Required action: Continue the "Early life and education" passage about Cartwright, starting after its last sentence.
Start of Passage shown
Early life and education
Cartwright was born on May 1, 1961, in Erie, Pennsylvania, the son of Alton S. Cartwright and Adelaide (Igoe) Cartwright. Matt Cartwright attended Upper Canada College (Toronto), graduating in 1979, before going on to earn a magna cum laude Bachelor of Arts Degree in History from Hamilton College in 1983, where he graduated Phi Beta Kappa. Cartwright studied law at the University of Pennsylvania Law School.
He served two years as an editor of the University of Pennsylvania Law Review and received his Juris Doctor degree in 1986. In 1981, Cartwright attended the London School of Economics where he met his future wife, Marion Munley. After graduating from law school, both Munley and Cartwright joined the Munley family’s law firm in the Scranton area.
For 25 years, Cartwright worked as an attorney and partner at Munley, Munley and Cartwright, a Scranton firm specializing in representation of automobile and truck accident victims, and consumers and small businesses in personal and business litigation. He was admitted to the Pennsylvania Bar in 1986 and in 2005 was further admitted to the Bar of New York. In 2008, Cartwright was inducted into the International Society of Barristers.
End of Passage shown
Start of Provided material
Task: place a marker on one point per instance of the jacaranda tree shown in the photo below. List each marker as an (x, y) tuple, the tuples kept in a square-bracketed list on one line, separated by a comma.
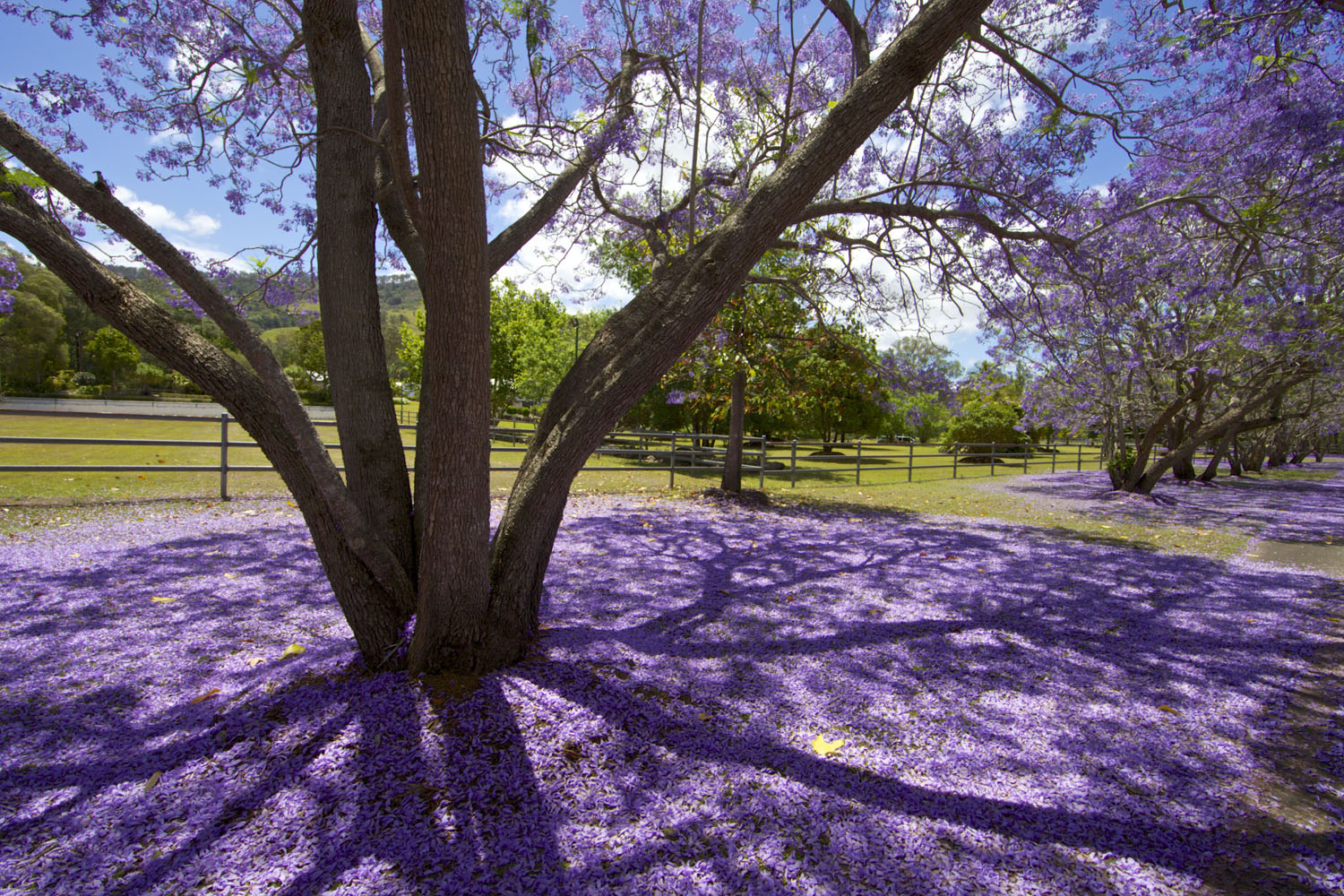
[(1201, 290), (908, 134)]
End of Provided material
Expected answer:
Cartwright served from 2009 to 2012 as a member of the Board of Governors of the American Association for Justice. Between 2005 and 2011, Cartwright was the on-air legal analyst for The Law & You. In the segment, aired nightly as part of NBC affiliate WBRE-TV‘s evening newscast, he fielded viewer questions on legal matters. In 2011, Cartwright co-authored the legal treatise Litigating Commercial and Business Tort Cases published by Thomson Reuters.
During the 1992 presidential election, Cartwright was an elected delegate for candidate Bill Clinton at the Democratic National Convention, representing Pennsylvania’s 10th congressional district. In 2001–2002, he served as District Governor for Rotary International District 7410, covering northeastern Pennsylvania. On November 5, 2010, the Boy Scouts of America‘s Northeastern Pennsylvania Council presented Cartwright with its Silver Beaver Award for volunteer service to that organization.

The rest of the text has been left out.